● To be done:
Render all of the material below as a numbered list, one entry per line, with blank lines dropped. Leave the pictures out.

-- begin Stored rows --

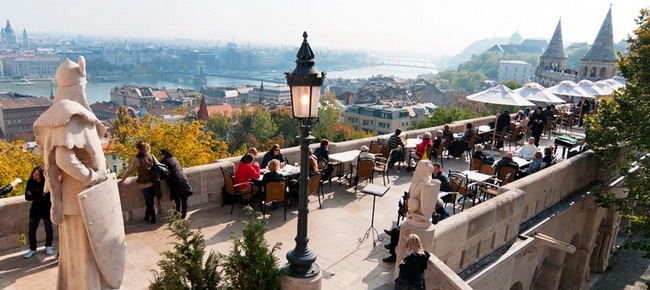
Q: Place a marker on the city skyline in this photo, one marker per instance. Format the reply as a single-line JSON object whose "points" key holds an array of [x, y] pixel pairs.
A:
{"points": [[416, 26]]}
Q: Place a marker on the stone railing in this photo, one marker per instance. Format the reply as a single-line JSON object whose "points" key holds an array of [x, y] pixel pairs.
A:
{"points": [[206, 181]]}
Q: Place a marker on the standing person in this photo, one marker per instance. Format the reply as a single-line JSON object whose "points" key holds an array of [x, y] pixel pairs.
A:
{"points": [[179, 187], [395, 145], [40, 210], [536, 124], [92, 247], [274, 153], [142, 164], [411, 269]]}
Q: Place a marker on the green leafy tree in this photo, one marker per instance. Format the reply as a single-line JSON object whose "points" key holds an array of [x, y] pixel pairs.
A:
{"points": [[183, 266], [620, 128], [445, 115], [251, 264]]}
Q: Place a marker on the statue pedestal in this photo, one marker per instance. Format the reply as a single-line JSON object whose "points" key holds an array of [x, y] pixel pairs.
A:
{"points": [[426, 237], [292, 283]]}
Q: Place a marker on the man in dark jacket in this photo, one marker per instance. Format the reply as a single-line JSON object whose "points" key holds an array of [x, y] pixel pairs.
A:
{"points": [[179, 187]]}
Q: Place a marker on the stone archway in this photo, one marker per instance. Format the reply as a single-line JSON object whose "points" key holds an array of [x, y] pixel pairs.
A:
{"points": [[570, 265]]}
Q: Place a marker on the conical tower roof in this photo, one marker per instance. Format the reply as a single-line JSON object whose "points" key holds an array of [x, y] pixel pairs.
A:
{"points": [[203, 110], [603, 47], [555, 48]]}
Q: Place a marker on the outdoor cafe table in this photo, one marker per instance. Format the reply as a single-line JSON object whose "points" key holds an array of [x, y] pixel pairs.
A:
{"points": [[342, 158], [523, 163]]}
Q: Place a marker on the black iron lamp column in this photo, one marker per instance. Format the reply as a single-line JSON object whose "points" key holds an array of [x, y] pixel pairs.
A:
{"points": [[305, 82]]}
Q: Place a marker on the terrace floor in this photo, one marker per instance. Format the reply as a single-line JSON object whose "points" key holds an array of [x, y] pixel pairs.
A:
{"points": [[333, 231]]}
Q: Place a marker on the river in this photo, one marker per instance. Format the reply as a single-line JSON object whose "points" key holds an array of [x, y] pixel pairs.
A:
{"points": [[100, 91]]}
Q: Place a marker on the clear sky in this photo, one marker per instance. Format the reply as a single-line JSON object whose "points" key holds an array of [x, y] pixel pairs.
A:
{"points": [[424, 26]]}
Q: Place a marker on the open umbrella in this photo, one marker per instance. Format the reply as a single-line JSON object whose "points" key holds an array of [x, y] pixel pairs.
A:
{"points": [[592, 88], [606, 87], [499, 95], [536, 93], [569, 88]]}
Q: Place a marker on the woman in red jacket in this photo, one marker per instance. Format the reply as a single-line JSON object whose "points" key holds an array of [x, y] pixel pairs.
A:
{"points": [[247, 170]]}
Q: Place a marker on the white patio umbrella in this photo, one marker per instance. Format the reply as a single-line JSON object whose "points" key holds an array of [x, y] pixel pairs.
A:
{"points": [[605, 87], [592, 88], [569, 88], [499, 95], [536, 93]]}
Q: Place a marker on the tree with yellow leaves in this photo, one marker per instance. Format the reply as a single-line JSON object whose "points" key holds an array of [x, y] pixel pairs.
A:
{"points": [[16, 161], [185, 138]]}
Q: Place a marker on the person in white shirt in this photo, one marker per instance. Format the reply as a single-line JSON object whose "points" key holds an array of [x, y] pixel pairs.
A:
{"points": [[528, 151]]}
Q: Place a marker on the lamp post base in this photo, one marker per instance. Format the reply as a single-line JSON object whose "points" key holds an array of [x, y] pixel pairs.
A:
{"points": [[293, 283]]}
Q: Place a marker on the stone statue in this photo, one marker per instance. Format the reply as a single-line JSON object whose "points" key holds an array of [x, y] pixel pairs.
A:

-- end Stored rows --

● Answer for the task:
1. Q: Place a marker on the city skyline in this photo, one marker per instance. Format the reply as a single-line JSON object whose "points" key holds an array of [x, y] pixel pairs.
2. A:
3. {"points": [[416, 26]]}
4. Q: Place a marker on the stone railing in this photo, one marker per instance. Format the reply as a single-line JSON object whose "points" key holds an array of [x, y] pixel pairs.
5. A:
6. {"points": [[206, 181]]}
7. Q: Place a marker on the standing person in this photo, one marker per instance. Format the reply as a single-line JSON object whose "points" key holds an array of [x, y] pixel pairs.
8. A:
9. {"points": [[179, 187], [395, 145], [40, 210], [536, 124], [92, 247], [274, 153], [142, 164], [411, 269]]}
10. Q: Place a marker on the green leafy tree in this photo, one marker per instance. Format the reply as a single-line JSON object whose "points" key holds an array of [x, y] pixel pairs.
11. A:
12. {"points": [[183, 266], [620, 128], [445, 115], [251, 264]]}
13. Q: Place a marker on the statue pedestal in this photo, one marker per instance. Format the reply as a single-line JSON object whose "points" key holds an array of [x, y] pixel pairs.
14. A:
15. {"points": [[426, 237], [292, 283]]}
16. Q: Place a marker on the man in dark jacket in this photo, one marker per instance. Format the reply as a single-line JSON object whose "points" key holds an array of [x, y] pixel pairs.
17. A:
18. {"points": [[179, 187]]}
19. Q: Place a marker on the stone archway in this photo, one marker per instance. Format the reply as a single-line JSON object whose "points" key holds an array of [x, y] pixel pairs.
20. A:
21. {"points": [[570, 265]]}
22. Q: Place a marker on the conical tower roof in this photo, one marker per instance. Format the reply as a single-line JSON object whose "points" key holds an array of [x, y] pixel pairs.
23. A:
24. {"points": [[203, 110], [603, 47], [555, 48]]}
25. Q: Place a marker on the outdoor cafe table in this photo, one marker per instance. Format the reply as a single-line JSON object whose "points" key holds an array of [x, y] pixel pairs.
26. A:
27. {"points": [[342, 158], [523, 163]]}
28. Q: Place a marker on the black iron lamp column in this photo, one marker per instance. Format the reply as a single-line JSON object whose "points" key holds an array of [x, y] pixel pairs.
29. A:
30. {"points": [[305, 82]]}
31. Q: Place a marker on the terrace floor in this photo, one marker per instance. Format the reply as a single-line JSON object whose "points" key holds an array of [x, y] pixel pairs.
32. A:
33. {"points": [[333, 231]]}
34. Q: Place a marker on the river in this photo, one marker per instance. Format the reply as a single-line JSON object whose "points" key holds an array of [x, y] pixel pairs.
35. A:
36. {"points": [[100, 91]]}
37. Q: Place a marker on the clear sky in this photo, one marker per instance. Format the reply as a single-line JSON object whose "points" key holds an array of [x, y] pixel pairs.
38. A:
39. {"points": [[424, 26]]}
40. Q: Place a marker on the open umbrella in this photo, one marker per instance. Format the reply as a single-line JSON object whose "points" key holds an array of [x, y] pixel pairs.
41. A:
42. {"points": [[592, 88], [606, 87], [499, 95], [536, 93], [569, 88]]}
43. Q: Place a marker on the woman in red jacket in this photo, one marker per instance. Format the reply as a single-line JSON object whose "points" key holds an array of [x, y] pixel pairs.
44. A:
45. {"points": [[247, 170]]}
46. Q: Place a marker on the white patio umbrella in this photo, one marker per instance. Format the reply as a single-line JSON object whose "points" key holds an array of [x, y] pixel pairs.
47. A:
48. {"points": [[605, 87], [592, 88], [569, 88], [499, 95], [536, 93]]}
49. Q: Place a marker on the tree with yellow leaves in this photo, one marker per instance. Format the reply as a single-line JSON object whose "points" key holds an array of [x, y] pixel pairs.
50. A:
51. {"points": [[16, 161], [185, 138]]}
52. Q: Place a marker on the person in white shirt in this photo, one marker per instance. Format the reply as a single-line JSON object whose "points" key holds an array of [x, y] pixel pairs.
53. A:
54. {"points": [[528, 151]]}
55. Q: Place a marker on the lamp post base in this photo, one marker per instance. Format the reply as a single-line JSON object whose "points" key holds an array of [x, y] pixel pairs.
56. A:
57. {"points": [[293, 283]]}
58. Q: Place a marker on the stone statue in this photo, one marker per instance. Format the reply as a single-line JSON object whose "points" key holds an array of [x, y] pixel pairs.
59. A:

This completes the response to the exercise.